_TRY IT_
Among the records below, find the line with "Practice step: put one dot on the clear" and the line with "Practice step: put one dot on the dark". Set down both and every line between, exactly and with no pictures, but nothing else.

(Beginning of RECORDS PROVIDED)

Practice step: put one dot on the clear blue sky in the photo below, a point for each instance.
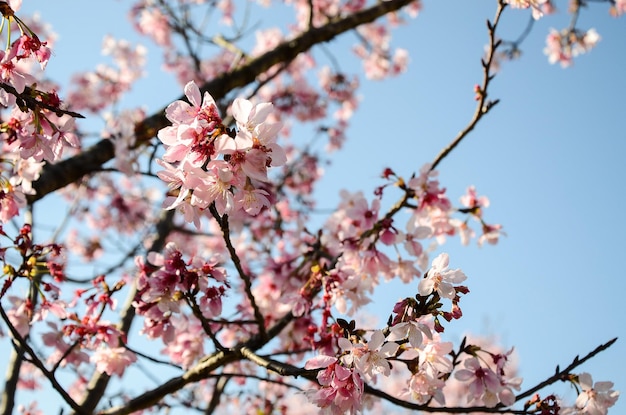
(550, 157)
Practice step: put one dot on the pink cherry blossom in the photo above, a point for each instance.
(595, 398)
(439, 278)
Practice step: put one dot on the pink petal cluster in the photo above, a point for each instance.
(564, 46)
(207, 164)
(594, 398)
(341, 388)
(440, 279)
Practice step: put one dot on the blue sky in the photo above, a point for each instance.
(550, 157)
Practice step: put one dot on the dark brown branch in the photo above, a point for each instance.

(End of RECORDS PROVIDED)
(Beginning of RECORDS PROVIDED)

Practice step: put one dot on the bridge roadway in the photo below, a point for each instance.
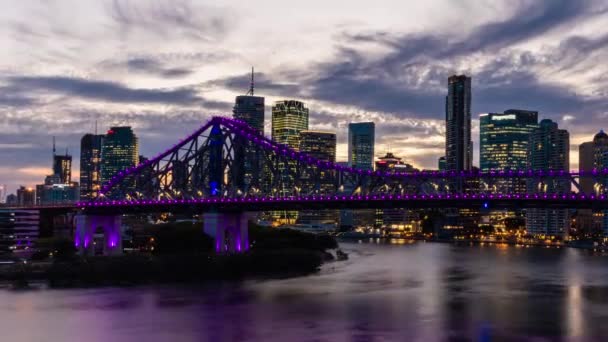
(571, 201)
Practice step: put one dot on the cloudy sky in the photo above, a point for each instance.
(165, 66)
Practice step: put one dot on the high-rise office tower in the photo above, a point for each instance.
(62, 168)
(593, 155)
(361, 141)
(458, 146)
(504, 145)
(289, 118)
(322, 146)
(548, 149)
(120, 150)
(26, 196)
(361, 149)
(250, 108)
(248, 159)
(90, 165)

(End of RECORDS PROVIDED)

_EXPECTED ANSWER_
Practice step: put one dot on the clear blue sky in the photo below, a point for each instance.
(550, 157)
Practice step: put one dot on the pink cherry blossom in the photo above, a point for each instance.
(595, 398)
(439, 278)
Practice step: put one dot on the pink petal cluster in the photo above, a point for each instance.
(564, 46)
(207, 164)
(594, 398)
(341, 388)
(440, 279)
Practice step: put one dot on the blue sky in the photo above, a point for each instance.
(550, 157)
Practice step: put one dot on the dark brown branch in the photo above, a point for each instance.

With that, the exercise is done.